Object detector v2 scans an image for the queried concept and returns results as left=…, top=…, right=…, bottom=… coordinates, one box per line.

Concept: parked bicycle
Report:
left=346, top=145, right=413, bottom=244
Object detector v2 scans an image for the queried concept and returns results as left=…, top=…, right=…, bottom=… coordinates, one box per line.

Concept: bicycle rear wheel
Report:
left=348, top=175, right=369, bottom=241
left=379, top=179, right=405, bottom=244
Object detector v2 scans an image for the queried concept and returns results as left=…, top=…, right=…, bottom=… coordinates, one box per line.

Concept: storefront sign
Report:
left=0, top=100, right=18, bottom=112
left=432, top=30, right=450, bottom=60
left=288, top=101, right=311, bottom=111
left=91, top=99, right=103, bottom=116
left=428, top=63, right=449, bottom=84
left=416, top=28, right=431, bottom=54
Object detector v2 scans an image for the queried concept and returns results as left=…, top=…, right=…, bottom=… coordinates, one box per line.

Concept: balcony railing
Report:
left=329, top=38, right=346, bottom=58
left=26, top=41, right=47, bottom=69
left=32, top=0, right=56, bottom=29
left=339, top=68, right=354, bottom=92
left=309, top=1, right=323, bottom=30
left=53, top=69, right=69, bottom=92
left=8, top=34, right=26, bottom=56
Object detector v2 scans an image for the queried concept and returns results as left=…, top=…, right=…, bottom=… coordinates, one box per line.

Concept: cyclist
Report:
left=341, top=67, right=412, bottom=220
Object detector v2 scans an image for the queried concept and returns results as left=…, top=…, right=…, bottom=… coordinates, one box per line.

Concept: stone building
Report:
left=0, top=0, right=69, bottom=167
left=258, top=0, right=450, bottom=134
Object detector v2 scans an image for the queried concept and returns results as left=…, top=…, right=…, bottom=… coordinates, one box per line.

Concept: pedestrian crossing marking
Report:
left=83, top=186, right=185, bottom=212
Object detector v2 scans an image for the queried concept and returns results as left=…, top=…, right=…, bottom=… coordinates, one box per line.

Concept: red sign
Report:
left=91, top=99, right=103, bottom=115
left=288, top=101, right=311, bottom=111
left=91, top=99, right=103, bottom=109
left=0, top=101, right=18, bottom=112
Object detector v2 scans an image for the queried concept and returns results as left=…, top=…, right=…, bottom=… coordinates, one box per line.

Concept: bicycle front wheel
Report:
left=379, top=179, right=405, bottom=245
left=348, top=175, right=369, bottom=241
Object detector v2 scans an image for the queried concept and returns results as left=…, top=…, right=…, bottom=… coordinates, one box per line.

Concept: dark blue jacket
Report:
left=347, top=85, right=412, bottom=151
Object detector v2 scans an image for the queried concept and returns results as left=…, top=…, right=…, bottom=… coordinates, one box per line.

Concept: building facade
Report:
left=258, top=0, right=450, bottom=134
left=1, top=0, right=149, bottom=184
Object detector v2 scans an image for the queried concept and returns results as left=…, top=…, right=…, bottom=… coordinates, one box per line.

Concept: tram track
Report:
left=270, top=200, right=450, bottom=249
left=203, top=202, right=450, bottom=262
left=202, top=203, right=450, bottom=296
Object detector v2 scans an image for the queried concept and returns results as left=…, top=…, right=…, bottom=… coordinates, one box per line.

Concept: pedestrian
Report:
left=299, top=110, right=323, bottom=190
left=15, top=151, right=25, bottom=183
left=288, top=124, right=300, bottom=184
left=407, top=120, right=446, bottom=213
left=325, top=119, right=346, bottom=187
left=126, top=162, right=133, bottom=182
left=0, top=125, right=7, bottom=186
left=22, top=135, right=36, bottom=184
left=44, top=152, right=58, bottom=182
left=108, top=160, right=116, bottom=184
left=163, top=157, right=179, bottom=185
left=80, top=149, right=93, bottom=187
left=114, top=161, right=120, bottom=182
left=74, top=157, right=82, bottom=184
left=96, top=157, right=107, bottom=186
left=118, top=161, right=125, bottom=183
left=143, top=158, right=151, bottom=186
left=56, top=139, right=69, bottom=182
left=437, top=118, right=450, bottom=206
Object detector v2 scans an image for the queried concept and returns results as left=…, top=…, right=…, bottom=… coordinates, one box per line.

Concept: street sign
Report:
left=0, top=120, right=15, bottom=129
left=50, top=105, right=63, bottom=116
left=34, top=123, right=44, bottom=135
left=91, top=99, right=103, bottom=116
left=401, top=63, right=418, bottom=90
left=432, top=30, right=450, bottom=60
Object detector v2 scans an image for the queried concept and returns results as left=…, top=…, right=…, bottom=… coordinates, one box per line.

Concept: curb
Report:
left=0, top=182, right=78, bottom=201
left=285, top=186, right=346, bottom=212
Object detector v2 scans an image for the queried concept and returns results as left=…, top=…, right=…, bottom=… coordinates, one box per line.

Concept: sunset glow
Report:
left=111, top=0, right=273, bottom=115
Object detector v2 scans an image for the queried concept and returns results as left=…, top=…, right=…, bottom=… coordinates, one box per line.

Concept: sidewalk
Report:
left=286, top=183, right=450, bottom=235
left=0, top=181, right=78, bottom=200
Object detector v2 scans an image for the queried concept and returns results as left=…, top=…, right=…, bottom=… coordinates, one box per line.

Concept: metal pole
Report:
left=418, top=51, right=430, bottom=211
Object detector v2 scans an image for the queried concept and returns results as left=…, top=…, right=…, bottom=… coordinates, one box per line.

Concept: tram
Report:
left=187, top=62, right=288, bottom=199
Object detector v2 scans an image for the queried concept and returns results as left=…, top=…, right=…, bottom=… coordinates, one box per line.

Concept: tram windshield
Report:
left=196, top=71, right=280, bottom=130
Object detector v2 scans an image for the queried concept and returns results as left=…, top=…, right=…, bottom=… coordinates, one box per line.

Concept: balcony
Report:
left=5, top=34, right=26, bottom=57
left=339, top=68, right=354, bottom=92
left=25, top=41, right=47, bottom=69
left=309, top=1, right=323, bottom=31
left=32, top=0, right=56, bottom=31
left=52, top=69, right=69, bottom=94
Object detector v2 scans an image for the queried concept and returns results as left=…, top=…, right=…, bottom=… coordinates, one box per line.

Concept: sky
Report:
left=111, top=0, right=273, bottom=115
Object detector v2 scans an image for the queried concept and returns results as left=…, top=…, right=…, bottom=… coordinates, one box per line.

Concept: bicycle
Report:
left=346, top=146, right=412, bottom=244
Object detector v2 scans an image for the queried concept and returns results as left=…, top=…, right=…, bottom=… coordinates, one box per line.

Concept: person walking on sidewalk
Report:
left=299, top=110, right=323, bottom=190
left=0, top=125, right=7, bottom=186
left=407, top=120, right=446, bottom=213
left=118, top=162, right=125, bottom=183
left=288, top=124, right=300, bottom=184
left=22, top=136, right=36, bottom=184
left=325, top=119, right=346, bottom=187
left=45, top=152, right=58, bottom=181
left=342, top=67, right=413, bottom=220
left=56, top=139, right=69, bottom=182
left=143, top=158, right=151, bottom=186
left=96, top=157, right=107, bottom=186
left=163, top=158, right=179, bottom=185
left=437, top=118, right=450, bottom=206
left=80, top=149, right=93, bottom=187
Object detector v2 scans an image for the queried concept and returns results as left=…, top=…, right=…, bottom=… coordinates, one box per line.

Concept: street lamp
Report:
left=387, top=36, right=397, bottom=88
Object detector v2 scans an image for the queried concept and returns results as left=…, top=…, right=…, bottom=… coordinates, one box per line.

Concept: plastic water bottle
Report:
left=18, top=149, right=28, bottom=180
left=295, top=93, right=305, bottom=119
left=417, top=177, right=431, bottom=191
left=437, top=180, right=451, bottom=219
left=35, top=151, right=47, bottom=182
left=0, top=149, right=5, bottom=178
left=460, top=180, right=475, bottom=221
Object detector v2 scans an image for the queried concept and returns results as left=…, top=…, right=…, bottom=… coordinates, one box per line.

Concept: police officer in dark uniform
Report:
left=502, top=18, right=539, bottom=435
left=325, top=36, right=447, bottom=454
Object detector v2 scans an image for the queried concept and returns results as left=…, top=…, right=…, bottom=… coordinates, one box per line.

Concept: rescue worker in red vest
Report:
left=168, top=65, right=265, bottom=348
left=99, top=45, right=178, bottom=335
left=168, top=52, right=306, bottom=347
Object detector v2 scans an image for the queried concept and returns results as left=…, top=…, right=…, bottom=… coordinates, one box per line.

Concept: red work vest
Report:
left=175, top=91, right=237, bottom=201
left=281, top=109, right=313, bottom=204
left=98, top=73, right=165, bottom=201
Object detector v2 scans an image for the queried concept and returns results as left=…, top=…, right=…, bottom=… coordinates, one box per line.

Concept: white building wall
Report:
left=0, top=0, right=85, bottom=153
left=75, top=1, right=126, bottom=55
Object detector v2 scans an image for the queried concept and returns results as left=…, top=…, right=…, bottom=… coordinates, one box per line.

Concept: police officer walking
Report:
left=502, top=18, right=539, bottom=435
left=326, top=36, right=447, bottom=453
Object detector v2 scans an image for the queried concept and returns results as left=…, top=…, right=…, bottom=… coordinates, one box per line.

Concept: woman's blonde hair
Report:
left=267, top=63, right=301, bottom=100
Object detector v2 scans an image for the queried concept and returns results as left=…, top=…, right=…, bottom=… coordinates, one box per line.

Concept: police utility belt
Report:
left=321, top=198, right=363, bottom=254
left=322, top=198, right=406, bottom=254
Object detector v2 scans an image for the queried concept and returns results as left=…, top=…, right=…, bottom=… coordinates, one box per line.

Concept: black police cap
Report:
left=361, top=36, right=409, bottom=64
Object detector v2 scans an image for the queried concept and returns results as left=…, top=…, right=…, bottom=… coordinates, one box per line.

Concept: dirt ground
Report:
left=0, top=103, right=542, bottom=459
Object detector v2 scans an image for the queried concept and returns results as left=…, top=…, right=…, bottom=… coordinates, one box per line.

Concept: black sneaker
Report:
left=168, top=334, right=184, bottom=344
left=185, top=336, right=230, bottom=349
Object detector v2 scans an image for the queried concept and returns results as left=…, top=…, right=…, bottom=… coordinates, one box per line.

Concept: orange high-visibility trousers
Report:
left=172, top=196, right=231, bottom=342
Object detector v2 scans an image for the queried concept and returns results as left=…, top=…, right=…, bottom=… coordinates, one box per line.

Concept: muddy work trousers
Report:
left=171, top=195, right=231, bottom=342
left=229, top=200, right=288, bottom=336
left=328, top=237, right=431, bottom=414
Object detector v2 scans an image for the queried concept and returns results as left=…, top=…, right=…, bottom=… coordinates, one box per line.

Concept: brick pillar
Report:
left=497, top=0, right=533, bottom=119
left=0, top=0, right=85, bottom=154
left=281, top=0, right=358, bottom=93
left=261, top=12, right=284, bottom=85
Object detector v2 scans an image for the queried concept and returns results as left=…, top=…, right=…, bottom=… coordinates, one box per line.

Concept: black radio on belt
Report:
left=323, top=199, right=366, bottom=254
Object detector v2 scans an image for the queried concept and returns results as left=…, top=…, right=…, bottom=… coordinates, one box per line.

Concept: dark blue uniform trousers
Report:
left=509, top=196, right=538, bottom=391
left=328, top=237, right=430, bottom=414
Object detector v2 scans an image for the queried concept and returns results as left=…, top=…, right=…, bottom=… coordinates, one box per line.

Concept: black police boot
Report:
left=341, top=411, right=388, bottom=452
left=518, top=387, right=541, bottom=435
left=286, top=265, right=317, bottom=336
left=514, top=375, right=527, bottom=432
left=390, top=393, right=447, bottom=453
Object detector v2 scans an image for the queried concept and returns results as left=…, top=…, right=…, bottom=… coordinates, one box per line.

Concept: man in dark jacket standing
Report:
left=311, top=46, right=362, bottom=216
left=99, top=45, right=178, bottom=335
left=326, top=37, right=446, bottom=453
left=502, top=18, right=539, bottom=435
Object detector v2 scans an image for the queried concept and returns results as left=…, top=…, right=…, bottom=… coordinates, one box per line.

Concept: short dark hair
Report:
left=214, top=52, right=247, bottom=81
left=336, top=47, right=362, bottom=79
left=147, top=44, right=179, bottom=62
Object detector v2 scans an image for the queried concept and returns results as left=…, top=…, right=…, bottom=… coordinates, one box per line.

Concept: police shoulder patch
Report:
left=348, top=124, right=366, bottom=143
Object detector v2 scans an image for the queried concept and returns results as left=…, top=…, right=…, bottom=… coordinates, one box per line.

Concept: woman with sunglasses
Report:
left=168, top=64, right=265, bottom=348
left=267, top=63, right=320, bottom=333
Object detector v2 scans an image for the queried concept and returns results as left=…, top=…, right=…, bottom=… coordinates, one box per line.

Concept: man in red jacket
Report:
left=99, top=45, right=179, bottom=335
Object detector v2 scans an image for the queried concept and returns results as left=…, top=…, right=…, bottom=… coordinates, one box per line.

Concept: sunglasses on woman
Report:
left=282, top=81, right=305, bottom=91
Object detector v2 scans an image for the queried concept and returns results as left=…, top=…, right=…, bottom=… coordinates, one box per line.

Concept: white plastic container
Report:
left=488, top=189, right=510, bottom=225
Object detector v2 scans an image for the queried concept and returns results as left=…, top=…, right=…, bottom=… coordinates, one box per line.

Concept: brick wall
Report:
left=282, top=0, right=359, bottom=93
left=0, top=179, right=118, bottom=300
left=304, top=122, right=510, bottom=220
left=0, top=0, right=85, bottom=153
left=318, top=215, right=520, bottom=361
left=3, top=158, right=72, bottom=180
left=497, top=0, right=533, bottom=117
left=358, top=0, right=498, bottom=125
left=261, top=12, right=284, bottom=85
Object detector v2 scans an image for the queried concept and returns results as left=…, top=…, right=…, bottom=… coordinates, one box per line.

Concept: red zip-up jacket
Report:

· · · ·

**EXERCISE DETAILS**
Report each line of the data in which "trousers" occurs.

**ANSWER SECTION**
Concept: orange high-visibility trousers
Concept: muddy work trousers
Concept: dark blue uniform trousers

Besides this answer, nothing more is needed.